▶ Stated problem: Please rewrite the data below, from the line containing "snowy ground -> point" through the last line, keeping every line and shifting each coordinate value up by 9.

▶ Data to process:
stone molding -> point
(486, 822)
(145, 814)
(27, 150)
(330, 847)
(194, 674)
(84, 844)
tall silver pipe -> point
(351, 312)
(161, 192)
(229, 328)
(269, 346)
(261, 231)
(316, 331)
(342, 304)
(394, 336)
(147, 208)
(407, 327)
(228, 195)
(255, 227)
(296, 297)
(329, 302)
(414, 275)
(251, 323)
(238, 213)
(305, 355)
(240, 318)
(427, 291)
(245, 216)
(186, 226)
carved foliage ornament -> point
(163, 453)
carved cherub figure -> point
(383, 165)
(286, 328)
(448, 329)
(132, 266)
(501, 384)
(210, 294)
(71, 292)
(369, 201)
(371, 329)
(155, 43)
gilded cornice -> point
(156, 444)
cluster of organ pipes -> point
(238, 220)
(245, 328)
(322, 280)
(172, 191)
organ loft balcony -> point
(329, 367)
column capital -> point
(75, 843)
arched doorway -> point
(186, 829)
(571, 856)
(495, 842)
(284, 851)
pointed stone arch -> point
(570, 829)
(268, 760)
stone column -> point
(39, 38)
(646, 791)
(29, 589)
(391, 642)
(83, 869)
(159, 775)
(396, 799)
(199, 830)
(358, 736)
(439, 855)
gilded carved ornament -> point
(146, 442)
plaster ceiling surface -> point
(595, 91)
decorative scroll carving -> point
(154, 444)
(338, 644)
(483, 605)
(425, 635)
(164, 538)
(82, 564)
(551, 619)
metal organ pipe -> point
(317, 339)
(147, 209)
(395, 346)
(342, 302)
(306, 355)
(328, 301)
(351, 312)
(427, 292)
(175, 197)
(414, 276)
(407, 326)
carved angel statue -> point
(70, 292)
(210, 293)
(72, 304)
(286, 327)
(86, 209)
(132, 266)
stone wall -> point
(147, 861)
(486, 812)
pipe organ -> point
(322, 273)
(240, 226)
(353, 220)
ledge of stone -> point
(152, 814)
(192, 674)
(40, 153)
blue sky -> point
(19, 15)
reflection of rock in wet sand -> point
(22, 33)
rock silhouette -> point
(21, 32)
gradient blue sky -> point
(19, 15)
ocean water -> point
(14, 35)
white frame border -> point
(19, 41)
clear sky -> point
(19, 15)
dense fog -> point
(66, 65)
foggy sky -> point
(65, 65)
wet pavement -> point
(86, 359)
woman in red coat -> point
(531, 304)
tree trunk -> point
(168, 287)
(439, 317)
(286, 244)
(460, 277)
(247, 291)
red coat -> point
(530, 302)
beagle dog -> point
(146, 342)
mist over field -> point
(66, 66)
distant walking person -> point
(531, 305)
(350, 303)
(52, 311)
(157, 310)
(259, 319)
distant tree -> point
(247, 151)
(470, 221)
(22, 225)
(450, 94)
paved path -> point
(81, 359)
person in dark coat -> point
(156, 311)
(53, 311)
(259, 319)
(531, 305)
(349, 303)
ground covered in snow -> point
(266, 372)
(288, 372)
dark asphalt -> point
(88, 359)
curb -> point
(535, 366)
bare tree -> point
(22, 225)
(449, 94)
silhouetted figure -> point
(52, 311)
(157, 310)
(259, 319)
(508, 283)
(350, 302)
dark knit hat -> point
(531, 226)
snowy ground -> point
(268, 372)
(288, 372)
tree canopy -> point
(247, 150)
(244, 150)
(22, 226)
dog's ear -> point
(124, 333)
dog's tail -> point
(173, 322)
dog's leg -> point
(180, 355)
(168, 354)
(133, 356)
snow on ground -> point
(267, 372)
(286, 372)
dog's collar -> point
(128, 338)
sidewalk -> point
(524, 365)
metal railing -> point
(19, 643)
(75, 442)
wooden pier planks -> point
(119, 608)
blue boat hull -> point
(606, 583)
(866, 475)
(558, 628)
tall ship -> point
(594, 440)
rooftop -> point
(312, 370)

▶ Problem solution:
snowy ground -> point
(277, 381)
(297, 381)
tree canopy -> point
(256, 159)
(253, 159)
(31, 235)
dog's ear -> point
(133, 342)
dog's tail -> point
(182, 331)
dog's leg -> point
(189, 364)
(177, 363)
(142, 365)
snow on ground -> point
(276, 381)
(295, 381)
dog's collar -> point
(137, 347)
sidewalk -> point
(533, 374)
metal railing -> point
(28, 652)
(84, 451)
wooden pier planks -> point
(128, 617)
blue boat hull -> point
(615, 592)
(875, 484)
(567, 637)
tall ship -> point
(603, 449)
rooftop -> point
(321, 379)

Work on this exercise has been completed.